ASSIGNED TASK 1 | Rewrite the passage of the article on the Hyannis cowboy carnival from "The carnival wasn’t" up to and including "something to behold.", replacing "cowboy parade" with "grand parade".
ASSIGNED TASK 2 |
Answer these questions using the article on the Hyannis cowboy carnival:
(a) How many days did the yearly carnival last?
(b) What animal was killed each day for the chuck dinner?
(c) Where was the evening ball held?
ASSIGNED TASK 3 | Continue the article on the Hyannis cowboy carnival from its last sentence.

READING PASSAGE |
....

Hyannis, Nebraska was once a “thriving, wide-awake” town, according to a 1904 article from The Overland Monthly. Situated in the center of cattle country, the bustling little burg hosted a yearly three-day “cowboy carnival,” whereon hundreds of cowboys from all the ranches within “seventy-five or a hundred miles” would descend “to have a jolly good time.” The carnival was also a tourist magnet, attracting hundreds of visitors to Hyannis each year.
Masculine display, bravery and foolhardiness greeted the carnival’s patrons. Along with the typical hog-tying and bronco-busting contests the cowboy carnival featured “fancy rifle and revolver shooting,” riding barrels down a giant pipe, ring spearing, and milking wild cows in order to demonstrate “how the cowboy on the round-up” tempered his morning coffee.
Even livestock had to prove their mettle. A contest among horses involved pulling wagons uphill, and these wagons would be loaded with up to a dozen cowboys apiece.
The carnival wasn’t all manly or creaturely prowess, however. A fair share of valiant cowgirls performed stunts, and young boys mounted miniature steeds in “Crow Pony Races.” One of the most popular features of the carnival was the cowboy parade “in which over three hundred men and women participated.” The spectacle of such Western sartorial splendor was truly something to behold.
The carnival was also known for its savory, down-home grub. At dinnertime, cowboys and visitors alike would gather around tables of pine lumber for a “chuck” dinner in a “regular round-up style” complete with “tinware for dishes.” A cow was killed each day for the meal, and the tables were heaped high with beef, “bacon and eggs, potatoes, canned corn, tomatoes, peas, coffee and dried fruits.” After this belly-busting feast, the cattlemen then spent the evening “walking back and forth with their great jingling spurs, greeting old friends, forming new acquaintances, telling jokes and occasionally breaking into snatches of song.” Mild-mannered visitors didn’t need to fear for their safety; “there was no disorder nor lawlessness,” and a town could not boast a “more orderly and congenial crowd.” More refined evening activities were also available. For those fond of dancing, there was a ball at the Opera House featuring “exceptionally good” music, “such as one would expect to meet in any well conducted ballroom.”

....

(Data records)
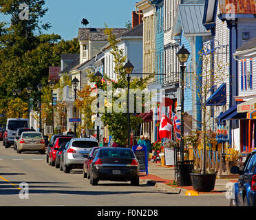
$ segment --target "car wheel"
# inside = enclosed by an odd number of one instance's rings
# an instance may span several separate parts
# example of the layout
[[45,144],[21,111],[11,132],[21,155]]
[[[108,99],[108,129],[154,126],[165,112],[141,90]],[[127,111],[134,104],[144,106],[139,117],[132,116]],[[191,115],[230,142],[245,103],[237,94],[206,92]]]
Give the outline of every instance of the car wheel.
[[90,184],[92,185],[92,186],[97,186],[98,185],[98,180],[94,179],[94,175],[91,175],[91,178],[90,178]]
[[237,203],[236,203],[235,199],[231,199],[231,203],[229,204],[229,206],[237,206]]
[[65,164],[64,164],[63,171],[65,173],[70,173],[70,168]]
[[244,201],[244,206],[249,206],[246,196],[244,197],[243,201]]
[[131,186],[139,186],[140,185],[140,179],[135,178],[131,180]]
[[57,160],[56,160],[56,162],[55,162],[55,168],[59,168],[60,167],[60,164],[58,164],[58,163],[57,163]]
[[83,168],[83,177],[87,178],[88,176],[87,173],[85,172],[85,168]]

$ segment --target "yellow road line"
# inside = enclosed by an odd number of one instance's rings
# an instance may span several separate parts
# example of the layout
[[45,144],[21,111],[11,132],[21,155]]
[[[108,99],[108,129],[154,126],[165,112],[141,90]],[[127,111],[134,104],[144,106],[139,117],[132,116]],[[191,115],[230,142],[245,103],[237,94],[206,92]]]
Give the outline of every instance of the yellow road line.
[[8,182],[9,184],[10,184],[11,185],[12,185],[13,186],[15,186],[18,190],[21,190],[20,188],[16,186],[15,184],[12,184],[12,182],[10,182],[9,180],[6,179],[6,178],[3,178],[1,176],[0,176],[0,178],[2,179],[3,179],[4,181]]

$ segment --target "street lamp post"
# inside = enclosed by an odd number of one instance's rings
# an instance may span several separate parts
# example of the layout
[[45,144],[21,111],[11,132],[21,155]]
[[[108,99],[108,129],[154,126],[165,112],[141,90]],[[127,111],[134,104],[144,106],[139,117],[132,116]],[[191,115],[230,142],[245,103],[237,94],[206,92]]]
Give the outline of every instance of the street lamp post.
[[[99,79],[101,80],[103,78],[103,74],[98,70],[95,74],[94,76],[98,77]],[[97,85],[97,88],[98,89],[98,85]],[[99,101],[99,96],[100,94],[98,93],[97,94],[97,108],[98,108],[98,112],[97,112],[97,118],[100,117],[100,113],[99,113],[99,107],[100,107],[100,101]],[[97,125],[97,140],[98,142],[100,142],[100,126]]]
[[39,91],[39,132],[42,131],[42,124],[41,121],[41,98],[42,95],[43,86],[41,83],[37,85],[37,89]]
[[182,45],[182,48],[177,52],[177,56],[181,64],[181,114],[180,114],[180,160],[184,161],[184,73],[186,67],[184,63],[186,63],[190,55],[189,52]]
[[54,87],[54,82],[50,81],[49,82],[50,88],[52,94],[52,133],[54,134],[54,104],[53,104],[53,88]]
[[31,94],[31,91],[32,91],[32,89],[30,87],[27,87],[27,92],[28,94],[28,121],[30,122],[30,94]]
[[[76,77],[75,77],[74,78],[73,78],[73,80],[71,82],[72,83],[73,87],[74,87],[74,101],[76,101],[76,90],[77,90],[77,87],[78,87],[78,83],[79,83],[79,80],[76,78]],[[76,105],[74,104],[74,118],[76,118]],[[76,122],[74,123],[74,136],[76,138]]]
[[130,90],[130,80],[131,80],[131,76],[130,74],[132,73],[132,71],[134,70],[134,65],[130,63],[130,61],[128,60],[128,62],[125,63],[125,71],[127,74],[127,82],[128,82],[128,91],[127,91],[127,123],[128,123],[128,147],[131,148],[131,125],[130,125],[130,112],[129,109],[129,90]]

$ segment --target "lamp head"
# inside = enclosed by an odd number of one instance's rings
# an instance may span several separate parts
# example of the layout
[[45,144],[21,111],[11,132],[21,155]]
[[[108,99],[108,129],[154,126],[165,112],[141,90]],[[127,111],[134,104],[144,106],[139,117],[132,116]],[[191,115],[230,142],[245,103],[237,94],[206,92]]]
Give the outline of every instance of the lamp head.
[[184,45],[177,52],[178,58],[180,63],[186,63],[190,55],[190,52],[185,48]]
[[127,75],[129,75],[132,73],[132,71],[134,70],[134,67],[131,64],[131,63],[130,63],[130,60],[128,60],[128,62],[125,63],[124,68],[125,68],[125,73]]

....

ANSWER SPACE 1 |
The carnival wasn’t all manly or creaturely prowess, however. A fair share of valiant cowgirls performed stunts, and young boys mounted miniature steeds in “Crow Pony Races.” One of the most popular features of the carnival was the grand parade “in which over three hundred men and women participated.” The spectacle of such Western sartorial splendor was truly something to behold.

ANSWER SPACE 2 |
(a) Three days.
(b) A cow.
(c) At the Opera House.

ANSWER SPACE 3 |
Though the people of the Nebraska countryside were a taciturn bunch, “to see them and talk with them one would know that they lived where they have plenty of room, for they are large in every respect, physically, mentally and socially.” The wondrous and raucous events of the cowboy carnival are testament to that strength and breadth of body and mind. Indeed, the article concludes, the hospitality of Hyannis “knows no limits.”
Perhaps this renowned Hyannis hospitality manifested itself in plates of caramel fudge prepared after a version of this recipe found in a small booklet published by the Homemaking Class of Hyannis High School, 1950-51.
1 1/2 cups granulated sugar
1/3 cup white corn sirup
2/3 cup cream or evaporated milk
2 tablespoons butter
1 teaspoon vanilla
1/2 cup chopped pecans
Caramelize 1/2 cup additional sirup in heavy skillet until it forms light brown sirup. In another pan combine sugar, sirup, cream and bring to a boil. Add hot caramelized sirup slowly, stirring constantly. Continue boiling until a small amount forms a soft ball in cold water, or 240 degrees F. Add butter and vanilla. Cool, beat until creamy. Pour in buttered pan, cut into squares while warm.